Which lines in the records below contain the word "frame"? Locate each one and copy it out in full.

Rows from a pointing dataset
Start

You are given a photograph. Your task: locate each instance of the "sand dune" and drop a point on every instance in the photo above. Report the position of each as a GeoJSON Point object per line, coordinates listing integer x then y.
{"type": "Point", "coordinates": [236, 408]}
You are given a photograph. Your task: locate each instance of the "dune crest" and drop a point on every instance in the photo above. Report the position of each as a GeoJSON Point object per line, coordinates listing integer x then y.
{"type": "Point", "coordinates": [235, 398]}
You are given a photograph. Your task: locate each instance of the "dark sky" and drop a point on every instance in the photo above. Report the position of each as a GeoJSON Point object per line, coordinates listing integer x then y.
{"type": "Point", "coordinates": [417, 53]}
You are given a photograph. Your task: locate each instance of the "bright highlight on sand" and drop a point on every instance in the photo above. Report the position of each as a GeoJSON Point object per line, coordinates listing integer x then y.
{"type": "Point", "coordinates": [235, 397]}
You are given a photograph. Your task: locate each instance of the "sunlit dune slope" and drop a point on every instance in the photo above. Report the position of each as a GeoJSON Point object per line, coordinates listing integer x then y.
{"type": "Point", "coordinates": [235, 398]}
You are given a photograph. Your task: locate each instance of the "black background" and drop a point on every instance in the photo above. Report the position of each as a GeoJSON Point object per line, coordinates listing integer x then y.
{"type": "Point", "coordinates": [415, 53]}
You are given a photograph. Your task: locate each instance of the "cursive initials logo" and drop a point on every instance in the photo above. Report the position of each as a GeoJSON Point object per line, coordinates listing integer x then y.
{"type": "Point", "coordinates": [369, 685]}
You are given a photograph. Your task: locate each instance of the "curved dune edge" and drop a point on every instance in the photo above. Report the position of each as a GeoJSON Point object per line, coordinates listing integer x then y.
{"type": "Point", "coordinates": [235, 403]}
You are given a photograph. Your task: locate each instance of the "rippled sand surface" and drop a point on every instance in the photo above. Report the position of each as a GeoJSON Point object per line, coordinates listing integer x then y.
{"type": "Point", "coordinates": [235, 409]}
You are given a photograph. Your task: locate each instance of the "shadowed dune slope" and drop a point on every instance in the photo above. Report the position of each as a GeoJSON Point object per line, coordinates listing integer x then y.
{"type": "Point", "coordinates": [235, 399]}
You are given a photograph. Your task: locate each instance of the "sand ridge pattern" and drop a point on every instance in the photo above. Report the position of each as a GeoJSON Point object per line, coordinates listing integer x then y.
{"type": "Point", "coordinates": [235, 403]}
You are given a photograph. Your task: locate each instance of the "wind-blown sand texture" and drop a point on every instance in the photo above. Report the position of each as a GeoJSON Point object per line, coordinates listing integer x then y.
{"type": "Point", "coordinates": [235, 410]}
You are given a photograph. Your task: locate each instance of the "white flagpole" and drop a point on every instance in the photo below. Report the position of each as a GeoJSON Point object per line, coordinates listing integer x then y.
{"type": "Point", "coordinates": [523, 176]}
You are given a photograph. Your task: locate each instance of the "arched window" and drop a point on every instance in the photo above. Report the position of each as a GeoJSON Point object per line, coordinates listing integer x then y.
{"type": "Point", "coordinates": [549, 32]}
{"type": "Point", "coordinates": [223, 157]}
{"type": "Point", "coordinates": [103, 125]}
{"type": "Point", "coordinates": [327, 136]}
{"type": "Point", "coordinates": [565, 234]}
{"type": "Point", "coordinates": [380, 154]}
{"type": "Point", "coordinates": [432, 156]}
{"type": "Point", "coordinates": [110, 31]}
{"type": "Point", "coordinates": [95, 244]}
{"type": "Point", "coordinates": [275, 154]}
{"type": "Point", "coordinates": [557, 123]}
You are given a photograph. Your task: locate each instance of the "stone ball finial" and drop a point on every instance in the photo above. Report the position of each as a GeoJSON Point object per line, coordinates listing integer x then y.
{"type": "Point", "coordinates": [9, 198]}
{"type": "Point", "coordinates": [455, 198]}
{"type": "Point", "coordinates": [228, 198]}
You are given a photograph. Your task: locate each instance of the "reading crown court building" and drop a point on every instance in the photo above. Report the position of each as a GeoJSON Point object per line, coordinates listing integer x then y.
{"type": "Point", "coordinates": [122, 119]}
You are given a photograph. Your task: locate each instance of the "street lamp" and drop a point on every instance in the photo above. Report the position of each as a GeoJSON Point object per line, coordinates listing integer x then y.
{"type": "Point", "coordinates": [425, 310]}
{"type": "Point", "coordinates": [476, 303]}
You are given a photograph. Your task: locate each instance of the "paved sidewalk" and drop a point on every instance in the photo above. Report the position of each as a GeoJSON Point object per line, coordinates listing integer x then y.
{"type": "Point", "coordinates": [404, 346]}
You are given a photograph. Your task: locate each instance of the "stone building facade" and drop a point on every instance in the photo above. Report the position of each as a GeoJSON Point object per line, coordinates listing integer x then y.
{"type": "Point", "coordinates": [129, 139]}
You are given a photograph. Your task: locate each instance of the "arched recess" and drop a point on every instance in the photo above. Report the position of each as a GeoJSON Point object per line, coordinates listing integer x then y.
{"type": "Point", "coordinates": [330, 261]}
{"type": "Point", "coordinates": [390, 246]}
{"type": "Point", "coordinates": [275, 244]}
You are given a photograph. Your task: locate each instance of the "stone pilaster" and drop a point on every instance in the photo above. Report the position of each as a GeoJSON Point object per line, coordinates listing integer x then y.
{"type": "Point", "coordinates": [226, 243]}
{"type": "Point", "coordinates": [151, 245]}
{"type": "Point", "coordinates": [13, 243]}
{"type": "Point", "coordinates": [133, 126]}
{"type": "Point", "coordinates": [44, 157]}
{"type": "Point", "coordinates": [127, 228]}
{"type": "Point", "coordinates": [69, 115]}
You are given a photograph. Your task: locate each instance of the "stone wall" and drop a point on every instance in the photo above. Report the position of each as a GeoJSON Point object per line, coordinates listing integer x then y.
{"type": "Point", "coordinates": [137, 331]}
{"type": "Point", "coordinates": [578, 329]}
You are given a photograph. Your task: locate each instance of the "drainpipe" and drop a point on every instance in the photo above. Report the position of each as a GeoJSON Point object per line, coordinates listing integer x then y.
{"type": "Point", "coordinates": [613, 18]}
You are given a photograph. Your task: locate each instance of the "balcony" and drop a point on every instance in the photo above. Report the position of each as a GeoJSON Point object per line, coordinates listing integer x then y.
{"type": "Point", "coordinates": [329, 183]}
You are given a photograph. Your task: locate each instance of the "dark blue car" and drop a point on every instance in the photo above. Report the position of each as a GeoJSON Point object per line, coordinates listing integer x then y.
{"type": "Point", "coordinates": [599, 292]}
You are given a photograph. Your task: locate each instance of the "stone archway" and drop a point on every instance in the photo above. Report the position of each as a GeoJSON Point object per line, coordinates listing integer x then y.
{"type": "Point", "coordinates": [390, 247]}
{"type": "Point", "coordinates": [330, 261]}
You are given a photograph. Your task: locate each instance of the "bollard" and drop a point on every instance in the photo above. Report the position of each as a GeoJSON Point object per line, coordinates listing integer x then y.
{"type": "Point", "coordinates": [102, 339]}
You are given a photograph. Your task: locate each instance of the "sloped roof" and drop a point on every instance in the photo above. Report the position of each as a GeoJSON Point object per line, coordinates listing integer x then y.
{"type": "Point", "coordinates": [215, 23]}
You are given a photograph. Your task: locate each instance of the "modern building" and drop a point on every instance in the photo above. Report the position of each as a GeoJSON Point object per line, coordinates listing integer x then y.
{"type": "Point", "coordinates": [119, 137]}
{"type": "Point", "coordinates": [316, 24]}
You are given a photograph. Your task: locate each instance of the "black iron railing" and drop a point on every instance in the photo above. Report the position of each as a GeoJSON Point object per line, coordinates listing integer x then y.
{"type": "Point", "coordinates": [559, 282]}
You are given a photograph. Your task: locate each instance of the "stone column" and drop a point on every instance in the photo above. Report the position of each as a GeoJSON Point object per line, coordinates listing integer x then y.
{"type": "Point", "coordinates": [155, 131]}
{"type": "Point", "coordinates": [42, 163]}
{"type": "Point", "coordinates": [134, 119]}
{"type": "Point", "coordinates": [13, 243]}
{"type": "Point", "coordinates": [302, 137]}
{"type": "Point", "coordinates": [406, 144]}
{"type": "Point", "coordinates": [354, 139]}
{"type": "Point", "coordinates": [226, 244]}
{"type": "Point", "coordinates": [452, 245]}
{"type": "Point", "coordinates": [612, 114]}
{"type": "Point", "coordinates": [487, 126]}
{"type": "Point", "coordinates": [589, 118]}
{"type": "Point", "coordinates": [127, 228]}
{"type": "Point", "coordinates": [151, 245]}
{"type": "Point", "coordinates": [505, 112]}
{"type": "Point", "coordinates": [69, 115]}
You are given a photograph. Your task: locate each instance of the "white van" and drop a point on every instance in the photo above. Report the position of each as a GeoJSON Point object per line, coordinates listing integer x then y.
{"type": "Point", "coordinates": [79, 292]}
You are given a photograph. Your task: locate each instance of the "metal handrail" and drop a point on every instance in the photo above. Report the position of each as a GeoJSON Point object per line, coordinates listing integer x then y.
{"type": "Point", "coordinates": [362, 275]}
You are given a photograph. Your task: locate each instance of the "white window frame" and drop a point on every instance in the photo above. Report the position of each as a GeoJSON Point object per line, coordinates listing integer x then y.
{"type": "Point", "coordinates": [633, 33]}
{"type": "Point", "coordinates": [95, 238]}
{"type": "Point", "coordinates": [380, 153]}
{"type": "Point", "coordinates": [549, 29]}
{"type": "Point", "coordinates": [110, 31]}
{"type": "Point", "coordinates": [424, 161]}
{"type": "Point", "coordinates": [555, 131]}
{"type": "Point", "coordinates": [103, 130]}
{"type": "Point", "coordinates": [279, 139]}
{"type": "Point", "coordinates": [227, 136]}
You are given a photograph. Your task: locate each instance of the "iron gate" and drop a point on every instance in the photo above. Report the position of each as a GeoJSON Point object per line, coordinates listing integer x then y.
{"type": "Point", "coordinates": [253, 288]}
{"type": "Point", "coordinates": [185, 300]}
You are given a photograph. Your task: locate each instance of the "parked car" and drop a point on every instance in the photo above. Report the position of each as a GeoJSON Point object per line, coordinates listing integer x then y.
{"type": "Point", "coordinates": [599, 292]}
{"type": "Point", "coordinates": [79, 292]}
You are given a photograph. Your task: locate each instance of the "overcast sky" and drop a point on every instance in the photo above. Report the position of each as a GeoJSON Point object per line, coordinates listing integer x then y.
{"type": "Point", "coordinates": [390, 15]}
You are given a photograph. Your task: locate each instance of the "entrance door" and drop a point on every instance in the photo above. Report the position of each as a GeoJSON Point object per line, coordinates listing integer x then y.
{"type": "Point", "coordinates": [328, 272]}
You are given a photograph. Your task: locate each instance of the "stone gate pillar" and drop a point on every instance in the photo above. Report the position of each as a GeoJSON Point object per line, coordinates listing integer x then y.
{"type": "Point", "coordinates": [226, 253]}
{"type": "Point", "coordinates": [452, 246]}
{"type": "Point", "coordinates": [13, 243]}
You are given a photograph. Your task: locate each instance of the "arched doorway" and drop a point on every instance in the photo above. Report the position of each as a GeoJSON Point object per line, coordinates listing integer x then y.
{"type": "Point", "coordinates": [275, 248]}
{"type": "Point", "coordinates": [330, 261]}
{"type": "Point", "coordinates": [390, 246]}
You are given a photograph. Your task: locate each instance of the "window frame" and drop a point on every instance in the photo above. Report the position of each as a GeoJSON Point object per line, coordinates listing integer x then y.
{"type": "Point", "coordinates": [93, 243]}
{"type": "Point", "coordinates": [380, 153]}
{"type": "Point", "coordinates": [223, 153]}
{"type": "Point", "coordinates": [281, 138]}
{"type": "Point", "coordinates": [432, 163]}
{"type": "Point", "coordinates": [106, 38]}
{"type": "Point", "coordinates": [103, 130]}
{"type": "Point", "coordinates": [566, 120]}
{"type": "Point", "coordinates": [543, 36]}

End

• **SOLUTION FOR THIS PROBLEM**:
You are given a photograph. Your task: locate each instance of the "white window frame" and drop a point on every instance in the photo above. Report the position of each as a GeoJSON Point object per line, coordinates listing integer x then y.
You are given a photograph. Your task: locate each instance of the "window frame" and drop a point on every instance in the photo above. Report the position of each as a GeoJSON Point object per line, coordinates listing integer x then y.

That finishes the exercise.